**Task prompt**
Write out all of the rows below without any changes, but leave out the pictures.

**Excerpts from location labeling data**

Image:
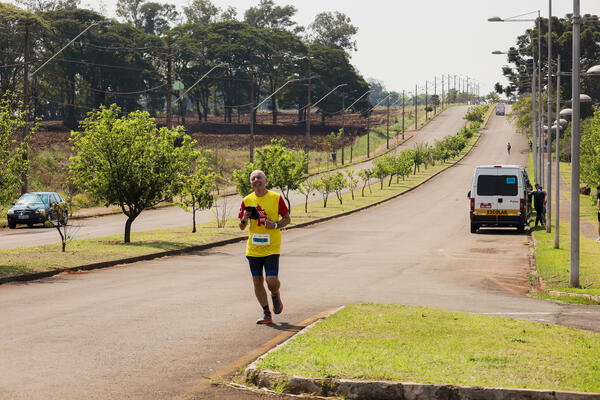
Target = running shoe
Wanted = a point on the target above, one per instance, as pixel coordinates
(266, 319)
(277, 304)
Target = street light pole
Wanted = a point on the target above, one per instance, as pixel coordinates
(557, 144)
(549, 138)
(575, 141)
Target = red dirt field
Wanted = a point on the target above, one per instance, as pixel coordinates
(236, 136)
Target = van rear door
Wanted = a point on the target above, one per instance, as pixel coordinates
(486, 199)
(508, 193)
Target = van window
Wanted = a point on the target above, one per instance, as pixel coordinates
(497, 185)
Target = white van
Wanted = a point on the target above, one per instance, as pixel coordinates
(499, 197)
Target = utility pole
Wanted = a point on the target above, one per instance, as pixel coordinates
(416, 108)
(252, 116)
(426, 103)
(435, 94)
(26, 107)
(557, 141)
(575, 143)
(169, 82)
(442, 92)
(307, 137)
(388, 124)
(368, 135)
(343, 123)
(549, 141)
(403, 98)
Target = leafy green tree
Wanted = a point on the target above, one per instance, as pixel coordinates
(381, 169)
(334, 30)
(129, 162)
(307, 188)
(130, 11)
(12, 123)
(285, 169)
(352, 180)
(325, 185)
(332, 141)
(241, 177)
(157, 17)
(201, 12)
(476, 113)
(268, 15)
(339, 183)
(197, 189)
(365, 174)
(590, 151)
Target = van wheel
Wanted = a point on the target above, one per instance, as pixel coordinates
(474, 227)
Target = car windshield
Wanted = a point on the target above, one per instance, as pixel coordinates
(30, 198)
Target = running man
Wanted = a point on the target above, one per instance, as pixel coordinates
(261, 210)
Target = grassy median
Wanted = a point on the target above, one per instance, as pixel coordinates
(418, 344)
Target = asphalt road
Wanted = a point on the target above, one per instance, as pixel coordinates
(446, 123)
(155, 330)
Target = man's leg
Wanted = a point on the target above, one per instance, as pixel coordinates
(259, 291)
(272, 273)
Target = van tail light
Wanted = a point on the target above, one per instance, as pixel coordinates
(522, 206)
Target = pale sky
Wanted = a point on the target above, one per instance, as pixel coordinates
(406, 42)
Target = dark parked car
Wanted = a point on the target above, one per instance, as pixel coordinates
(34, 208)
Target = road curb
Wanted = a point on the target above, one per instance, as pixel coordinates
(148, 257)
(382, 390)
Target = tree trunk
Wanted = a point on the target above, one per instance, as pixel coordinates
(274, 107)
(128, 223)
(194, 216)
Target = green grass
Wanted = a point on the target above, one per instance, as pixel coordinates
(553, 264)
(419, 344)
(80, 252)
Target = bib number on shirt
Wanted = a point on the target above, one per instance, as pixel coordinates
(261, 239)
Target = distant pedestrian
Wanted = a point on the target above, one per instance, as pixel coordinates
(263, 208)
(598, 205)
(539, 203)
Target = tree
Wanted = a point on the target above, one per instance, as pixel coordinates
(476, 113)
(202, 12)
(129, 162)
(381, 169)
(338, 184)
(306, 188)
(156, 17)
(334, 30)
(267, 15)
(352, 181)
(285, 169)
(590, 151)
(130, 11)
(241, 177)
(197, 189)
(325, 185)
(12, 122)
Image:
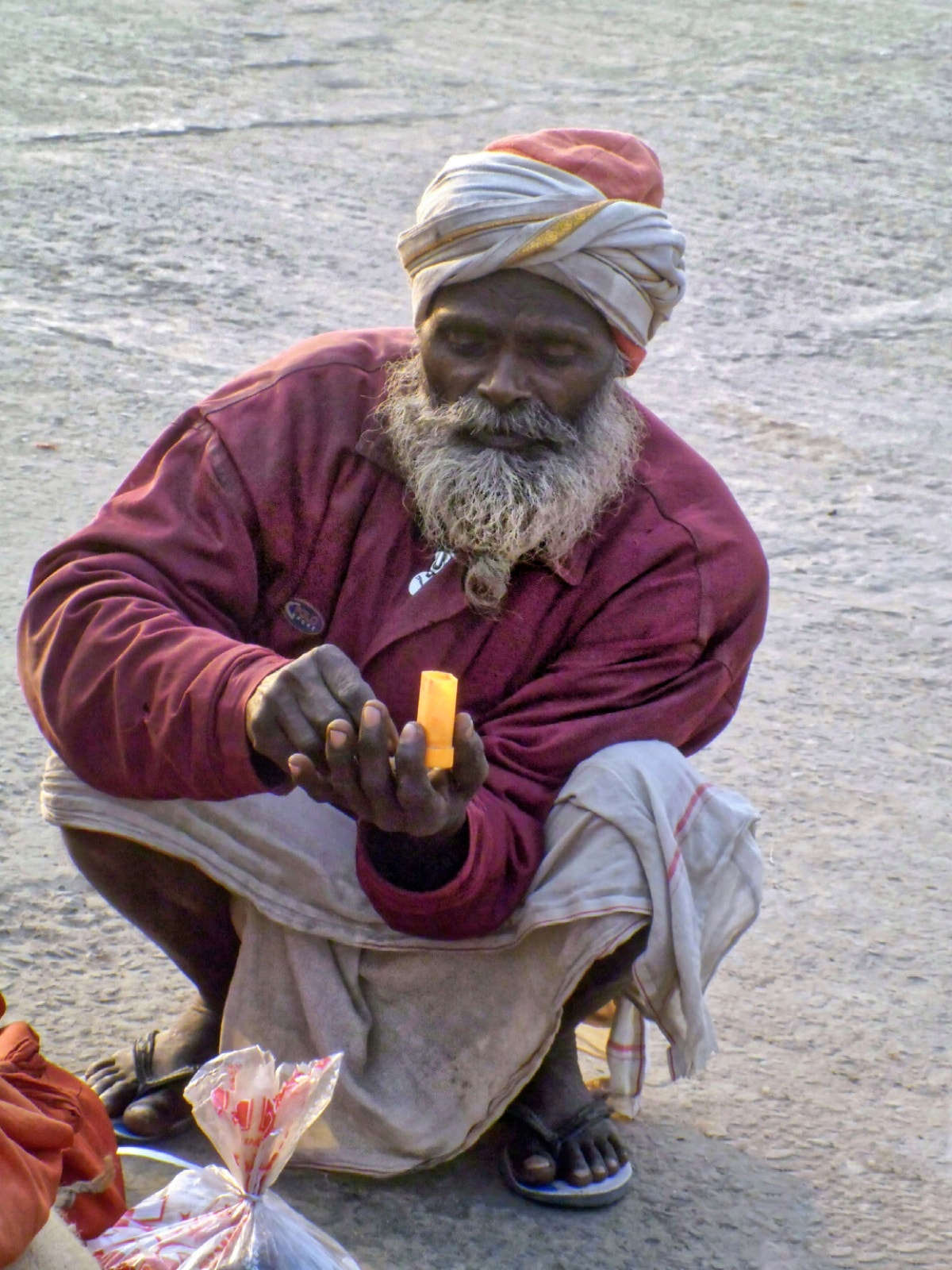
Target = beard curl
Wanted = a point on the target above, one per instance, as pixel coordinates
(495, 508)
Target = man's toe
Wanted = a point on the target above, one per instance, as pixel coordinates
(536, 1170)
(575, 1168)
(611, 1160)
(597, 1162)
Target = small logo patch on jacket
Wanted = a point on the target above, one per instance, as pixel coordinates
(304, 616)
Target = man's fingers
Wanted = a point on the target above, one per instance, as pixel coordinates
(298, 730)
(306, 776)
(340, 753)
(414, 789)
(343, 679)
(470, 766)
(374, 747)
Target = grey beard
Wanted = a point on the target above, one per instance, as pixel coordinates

**Finished task**
Image:
Target = running shoe
Wanted = a point on the target above, one per instance, as pixel coordinates
(266, 319)
(277, 304)
Target = street light pole
Wanted = a point on the target above, one per instance, as pixel coordinates
(557, 144)
(549, 138)
(575, 141)
Target = red dirt field
Wanted = a point on the target above, one per instance, as pixel coordinates
(236, 136)
Target = van rear door
Wanted = a point on the target above, one per instance, as pixel coordinates
(486, 199)
(508, 193)
Target = van window
Wanted = a point on the target above, one per instance, as pixel coordinates
(497, 185)
Target = white van
Wanted = a point on the target above, one per instance, as pixel coordinates
(499, 197)
Target = utility pole
Wanted = a point on the target above, one per instance, as pixel coordinates
(416, 108)
(252, 116)
(426, 103)
(435, 94)
(26, 107)
(557, 141)
(575, 143)
(169, 82)
(442, 92)
(307, 137)
(388, 124)
(368, 135)
(343, 123)
(549, 141)
(403, 98)
Target = leafy green tree
Wanted = a point on the target above, one per instance, as pixel coordinates
(381, 169)
(334, 30)
(129, 162)
(307, 188)
(130, 11)
(12, 123)
(285, 169)
(352, 180)
(325, 185)
(332, 141)
(241, 177)
(157, 17)
(201, 12)
(476, 113)
(268, 15)
(339, 183)
(197, 189)
(365, 174)
(590, 151)
Target = van wheel
Wanted = a point on the target above, one per instance, as pixel coordinates
(474, 227)
Target = car windshield
Wanted = a point on the target above, one per instance, as pixel coordinates
(30, 198)
Target = running man
Wanted = a point on the target above, one per instance, as pixel coordinates
(261, 210)
Target = grassy median
Wanted = a point on the target above, one per instance, as pixel coordinates
(418, 344)
Target = asphalt road
Wanted = a point on the target above, one per instance, as pixel coordinates
(446, 123)
(155, 330)
Target = man's leg
Wanted = a point on the target above, one per instance, as pixel coordinates
(259, 291)
(272, 273)
Target = van tail light
Wanted = a point on the target above, one per instance, as pixel coordinates
(522, 206)
Target = pale sky
Wanted = a point on the target above, one per instance, as pixel coordinates
(406, 42)
Target = dark parked car
Wanted = a point on the target above, one per instance, as pixel coordinates
(34, 208)
Target = road curb
Wanted = a point on the target above, one per instance, as pixel coordinates
(148, 257)
(382, 390)
Target = tree trunk
Wanted = a point on the target above, one per instance, as pixel coordinates
(274, 107)
(128, 223)
(194, 216)
Target = green grass
Wanted = a point on the target above, one per instance, as pixel coordinates
(553, 264)
(419, 344)
(80, 252)
Target = bib number on shirt
Wanted = a point on the target above, one per instance, as pixel coordinates
(261, 239)
Target = distant pedestrian
Wanted = a point on the target above, one per instance, as pixel coordinates
(263, 208)
(598, 205)
(539, 203)
Target = tree
Wanted = a point on the target above, one per instance, as pixel coordinates
(476, 113)
(202, 12)
(129, 162)
(381, 169)
(338, 184)
(306, 188)
(156, 17)
(334, 30)
(267, 15)
(352, 181)
(285, 169)
(590, 151)
(130, 11)
(241, 177)
(197, 189)
(325, 185)
(12, 122)
Image:
Target = beard curl
Wanted = a point on the target above, one per instance, as pixel coordinates
(495, 508)
Target = man's toe
Wanted = a point on the target above, one per instance, as pixel coordinates
(536, 1170)
(575, 1168)
(611, 1160)
(597, 1162)
Target = small logo patch on jacket
Wanted = a point on the target above, one per instance, as pixel coordinates
(304, 616)
Target = man's fingers
Wanted = a point on the target above, one per instance, as pixel coordinates
(298, 730)
(306, 776)
(340, 753)
(414, 789)
(343, 679)
(470, 766)
(374, 747)
Target = grey beard
Wanted = a point on the target above, one per instance, as pixel coordinates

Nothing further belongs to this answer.